• [PASSAGE TO READ]
──────

# hunting w/o permission ??



## Mangler (Sep 22, 2009)

When somone is caught hunting private land without written permission, does DNR notify the land owner or do they just give the person a ticket and move on?


----------



## Backlasher82 (Sep 22, 2009)

It's usually the land owner that notifies the DNR.


----------



## Bnathanb1982 (Sep 22, 2009)

*Huh?*



300 short mag said:


> Don`t do it and you will not have to ask, posted or not it is trespassing!



Maybe he was asking about his own land.  I'm curious to know the answer too but I have no intentions of hunting without permission.


----------



## ryano (Sep 22, 2009)

I do know one thing, written permission is NOT required here in Ga unless the land you are hunting on is posted as requiring it.


----------



## Georgia Hard Hunter (Sep 22, 2009)

I could be wrong, but its my understanding if its private property and you don't own it you have to have written permission


----------



## Laneybird (Sep 22, 2009)

Georgia Hard Hunter said:


> I could be wrong, but its my understanding if its private property and you don't own it you have to have written permission



That's my understanding to. Talked to a DNR officer 10 yrs ago. Got the written permission and have it rewritten each year.


----------



## NGxplr22 (Sep 22, 2009)

I'm also curious about this as we have multiple hunters every year who wander over onto the family owned land we hunt. Most we have just warned and showed them the (excessively posted) property line. One got abusive and threatening and went to jail the second time we found him there.

──────

• [RECORDS SHOWN]
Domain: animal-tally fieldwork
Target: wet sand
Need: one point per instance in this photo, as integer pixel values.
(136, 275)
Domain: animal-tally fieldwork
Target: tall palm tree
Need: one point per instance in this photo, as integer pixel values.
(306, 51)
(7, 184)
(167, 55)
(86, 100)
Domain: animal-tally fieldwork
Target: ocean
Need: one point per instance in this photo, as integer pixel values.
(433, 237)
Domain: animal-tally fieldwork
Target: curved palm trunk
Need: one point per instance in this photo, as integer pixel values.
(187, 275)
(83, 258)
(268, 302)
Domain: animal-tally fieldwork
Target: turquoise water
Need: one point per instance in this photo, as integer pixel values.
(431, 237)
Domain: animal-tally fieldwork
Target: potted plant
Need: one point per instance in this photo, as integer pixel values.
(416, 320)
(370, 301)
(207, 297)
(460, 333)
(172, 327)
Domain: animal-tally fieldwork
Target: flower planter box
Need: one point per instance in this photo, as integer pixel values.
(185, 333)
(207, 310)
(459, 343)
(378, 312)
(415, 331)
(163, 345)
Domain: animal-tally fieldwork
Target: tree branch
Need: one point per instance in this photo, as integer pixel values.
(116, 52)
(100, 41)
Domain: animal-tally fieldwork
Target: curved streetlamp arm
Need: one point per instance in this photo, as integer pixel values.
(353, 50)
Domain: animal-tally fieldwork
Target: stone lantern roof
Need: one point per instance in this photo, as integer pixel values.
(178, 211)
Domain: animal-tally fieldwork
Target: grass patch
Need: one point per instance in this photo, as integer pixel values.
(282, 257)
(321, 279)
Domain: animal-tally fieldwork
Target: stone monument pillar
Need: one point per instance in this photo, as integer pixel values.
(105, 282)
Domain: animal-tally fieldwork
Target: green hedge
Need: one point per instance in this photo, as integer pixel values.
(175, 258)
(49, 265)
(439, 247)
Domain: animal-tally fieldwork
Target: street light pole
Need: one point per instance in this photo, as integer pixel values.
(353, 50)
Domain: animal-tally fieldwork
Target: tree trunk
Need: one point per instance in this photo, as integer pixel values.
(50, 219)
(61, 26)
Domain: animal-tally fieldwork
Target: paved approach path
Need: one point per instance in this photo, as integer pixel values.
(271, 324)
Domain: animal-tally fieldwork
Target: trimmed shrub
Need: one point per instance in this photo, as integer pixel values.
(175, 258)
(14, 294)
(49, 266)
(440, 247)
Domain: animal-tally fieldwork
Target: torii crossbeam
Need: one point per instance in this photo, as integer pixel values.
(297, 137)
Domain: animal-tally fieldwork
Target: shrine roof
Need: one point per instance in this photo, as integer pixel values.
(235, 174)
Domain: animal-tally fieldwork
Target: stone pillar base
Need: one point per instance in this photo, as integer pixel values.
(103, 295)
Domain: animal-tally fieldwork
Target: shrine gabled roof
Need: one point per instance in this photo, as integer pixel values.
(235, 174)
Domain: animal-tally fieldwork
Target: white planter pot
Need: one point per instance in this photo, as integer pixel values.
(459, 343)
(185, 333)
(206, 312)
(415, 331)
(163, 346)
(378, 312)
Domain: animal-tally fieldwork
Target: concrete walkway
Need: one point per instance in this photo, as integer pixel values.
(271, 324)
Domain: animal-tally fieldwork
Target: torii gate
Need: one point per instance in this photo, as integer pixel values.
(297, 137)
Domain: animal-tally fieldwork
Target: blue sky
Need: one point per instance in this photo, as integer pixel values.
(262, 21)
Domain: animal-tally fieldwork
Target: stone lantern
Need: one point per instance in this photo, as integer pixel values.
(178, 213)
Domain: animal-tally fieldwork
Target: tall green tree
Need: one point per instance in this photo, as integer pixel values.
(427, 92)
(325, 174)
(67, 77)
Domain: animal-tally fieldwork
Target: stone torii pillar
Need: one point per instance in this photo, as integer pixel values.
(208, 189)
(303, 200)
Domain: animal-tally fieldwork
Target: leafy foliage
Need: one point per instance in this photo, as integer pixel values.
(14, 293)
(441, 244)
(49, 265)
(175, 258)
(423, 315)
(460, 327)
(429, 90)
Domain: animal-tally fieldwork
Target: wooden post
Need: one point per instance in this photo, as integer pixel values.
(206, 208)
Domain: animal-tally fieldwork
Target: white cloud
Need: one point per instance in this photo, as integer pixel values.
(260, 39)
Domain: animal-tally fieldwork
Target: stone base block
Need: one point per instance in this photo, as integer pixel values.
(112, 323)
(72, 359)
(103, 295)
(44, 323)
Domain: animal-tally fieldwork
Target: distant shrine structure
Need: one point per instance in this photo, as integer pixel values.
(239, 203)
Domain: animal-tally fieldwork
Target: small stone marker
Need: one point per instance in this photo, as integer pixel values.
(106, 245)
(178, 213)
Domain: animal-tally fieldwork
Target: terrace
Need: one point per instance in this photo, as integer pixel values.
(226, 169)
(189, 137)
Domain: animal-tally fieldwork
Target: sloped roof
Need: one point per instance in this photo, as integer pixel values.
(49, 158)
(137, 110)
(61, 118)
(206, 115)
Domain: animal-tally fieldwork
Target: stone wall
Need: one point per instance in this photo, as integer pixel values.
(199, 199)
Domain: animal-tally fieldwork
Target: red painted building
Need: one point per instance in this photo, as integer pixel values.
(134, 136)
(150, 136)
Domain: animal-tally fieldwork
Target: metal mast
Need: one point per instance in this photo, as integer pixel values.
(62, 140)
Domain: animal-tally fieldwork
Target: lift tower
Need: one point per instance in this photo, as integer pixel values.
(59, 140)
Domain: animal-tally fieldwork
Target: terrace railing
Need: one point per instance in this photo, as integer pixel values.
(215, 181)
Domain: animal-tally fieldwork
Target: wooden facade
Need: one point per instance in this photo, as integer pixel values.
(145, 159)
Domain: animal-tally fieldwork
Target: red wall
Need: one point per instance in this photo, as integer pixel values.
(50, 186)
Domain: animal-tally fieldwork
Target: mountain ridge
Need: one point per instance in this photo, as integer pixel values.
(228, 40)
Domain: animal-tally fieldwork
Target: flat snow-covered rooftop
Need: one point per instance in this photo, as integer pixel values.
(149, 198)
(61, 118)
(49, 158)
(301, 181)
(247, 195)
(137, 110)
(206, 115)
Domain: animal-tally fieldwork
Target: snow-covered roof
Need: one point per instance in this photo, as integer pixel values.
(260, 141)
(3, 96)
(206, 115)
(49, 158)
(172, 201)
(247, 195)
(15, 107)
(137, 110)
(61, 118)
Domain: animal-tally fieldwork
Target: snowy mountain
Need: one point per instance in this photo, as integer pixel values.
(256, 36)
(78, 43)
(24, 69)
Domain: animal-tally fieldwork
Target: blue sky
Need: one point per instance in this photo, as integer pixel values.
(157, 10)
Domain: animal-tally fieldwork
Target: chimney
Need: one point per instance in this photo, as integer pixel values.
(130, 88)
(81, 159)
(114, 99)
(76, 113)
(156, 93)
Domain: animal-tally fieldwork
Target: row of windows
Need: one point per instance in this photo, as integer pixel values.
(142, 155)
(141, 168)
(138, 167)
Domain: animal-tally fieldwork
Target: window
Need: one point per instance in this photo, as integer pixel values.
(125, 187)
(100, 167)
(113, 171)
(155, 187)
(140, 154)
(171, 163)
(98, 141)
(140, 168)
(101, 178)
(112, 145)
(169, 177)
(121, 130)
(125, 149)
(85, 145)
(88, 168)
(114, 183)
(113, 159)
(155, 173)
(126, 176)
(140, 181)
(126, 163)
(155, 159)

──────

• [SHORT TASK 1]
In the hunting-permission thread, how often does Laneybird have the written permission rewritten?
• [SHORT TASK 2]
Write the next part of the forum thread about hunting without permission, picking up after its final post.

• [EXPECTED ANSWER 1]
Each year.

• [EXPECTED ANSWER 2]
Given Georgia's laws that require a person to be notified that they should leave and/or not come back before they can be arrested for criminal tresspassing, how does this work with a hunter who is tresspassing? 
For example, if you walk in to a Kroger and they want you to leave for whatever reason, you are allowed to leave and warned not to come back by either an employee or LEO/security acting on behalf of the business. If you refuse to leave as soon as you are told or you return then you can be arrested for criminal tresspassing.
So, with regards to hunters tresspassing, is it the the actual hunting while tresspassing that would lead to an arrest without having to first issue them a warning to leave and not return?

Are there differing charges of tresspassing presented by Ga law?
Anyone got a link to the rules or laws that would cover this?


----------



## Ta-ton-ka chips (Sep 22, 2009)

Gatorb said:


> mangler, if caught they will write them up for trespassing if you the landowner want to press charges and appear in court or at least sign an affidavit that says you want to press charges. From my experience with a similar situation they will not write them up for trespassing without you pressing the charges and appearing.



My understanding is that if your property is posted then all you need to do is sign a paper listing those who have permission to hunt and that all others are to prosecuted. Give the signed paper to the Ranger in your area and he should charge anyone he catches.


----------



## NGxplr22 (Sep 22, 2009)

Okay, found this



> (a) A person commits the offense of criminal trespass when he or she intentionally damages any property of another without consent of that other person and the damage thereto is $500.00 or less or knowingly and maliciously interferes with the possession or use of the property of another person without consent of that person.
> 
> (b) A person commits the offense of criminal trespass when he or she knowingly and without authority:
> 
> ...



It looks like both (a) and (b.1) would apply to hunting on another's property and so one would not have to be warned before being charged.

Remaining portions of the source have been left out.